#### WHAT THE EXERCISE ASKS
Every line of the records below should be restated exactly.

#### RECORDS TO USE

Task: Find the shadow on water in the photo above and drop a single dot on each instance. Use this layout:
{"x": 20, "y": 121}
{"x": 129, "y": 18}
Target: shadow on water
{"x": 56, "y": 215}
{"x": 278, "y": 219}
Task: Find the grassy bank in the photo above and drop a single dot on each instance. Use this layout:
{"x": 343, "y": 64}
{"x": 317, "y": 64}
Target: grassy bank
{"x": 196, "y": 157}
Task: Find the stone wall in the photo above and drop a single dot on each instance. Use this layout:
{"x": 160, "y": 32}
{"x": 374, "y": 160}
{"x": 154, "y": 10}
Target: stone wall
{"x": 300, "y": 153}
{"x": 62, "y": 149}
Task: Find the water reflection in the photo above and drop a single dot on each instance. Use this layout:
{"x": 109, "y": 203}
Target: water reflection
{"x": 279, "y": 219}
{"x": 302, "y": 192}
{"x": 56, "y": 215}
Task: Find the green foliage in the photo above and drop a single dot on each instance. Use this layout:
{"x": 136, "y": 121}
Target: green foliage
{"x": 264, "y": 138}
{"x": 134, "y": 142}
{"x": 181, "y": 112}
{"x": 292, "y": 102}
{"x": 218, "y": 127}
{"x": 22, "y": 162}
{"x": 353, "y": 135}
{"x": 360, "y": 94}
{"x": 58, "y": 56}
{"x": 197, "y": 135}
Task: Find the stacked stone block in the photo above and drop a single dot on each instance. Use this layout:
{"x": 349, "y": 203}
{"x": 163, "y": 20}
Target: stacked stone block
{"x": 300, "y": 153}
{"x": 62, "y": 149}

#### WRITTEN RESPONSE
Task: Find the shadow on water in the photo above and drop a single dot on each instance. Use this layout:
{"x": 20, "y": 121}
{"x": 129, "y": 18}
Target: shadow on water
{"x": 56, "y": 215}
{"x": 278, "y": 219}
Task: Find the grassy bank in the photo above and drop a single dot on each instance. Use this layout:
{"x": 343, "y": 64}
{"x": 317, "y": 64}
Target: grassy bank
{"x": 196, "y": 157}
Task: Find the stone wall in the photo above and drop a single dot on each instance. Use this layout:
{"x": 160, "y": 32}
{"x": 374, "y": 160}
{"x": 154, "y": 10}
Target: stone wall
{"x": 300, "y": 153}
{"x": 62, "y": 149}
Task: Find the water reflection in the photo above and drop a single dot on each instance. Use this layout:
{"x": 109, "y": 203}
Target: water reflection
{"x": 279, "y": 219}
{"x": 302, "y": 192}
{"x": 56, "y": 215}
Task: Find the green foliage in the photo above and drop a single dot on each instance. Use this layout:
{"x": 136, "y": 121}
Target: green foliage
{"x": 264, "y": 138}
{"x": 134, "y": 142}
{"x": 181, "y": 112}
{"x": 292, "y": 102}
{"x": 218, "y": 127}
{"x": 22, "y": 162}
{"x": 353, "y": 135}
{"x": 360, "y": 94}
{"x": 58, "y": 56}
{"x": 197, "y": 135}
Task: Find the stacked stone block in the photo above and drop a single dot on each instance. Use this layout:
{"x": 349, "y": 203}
{"x": 163, "y": 20}
Target: stacked stone block
{"x": 300, "y": 153}
{"x": 62, "y": 149}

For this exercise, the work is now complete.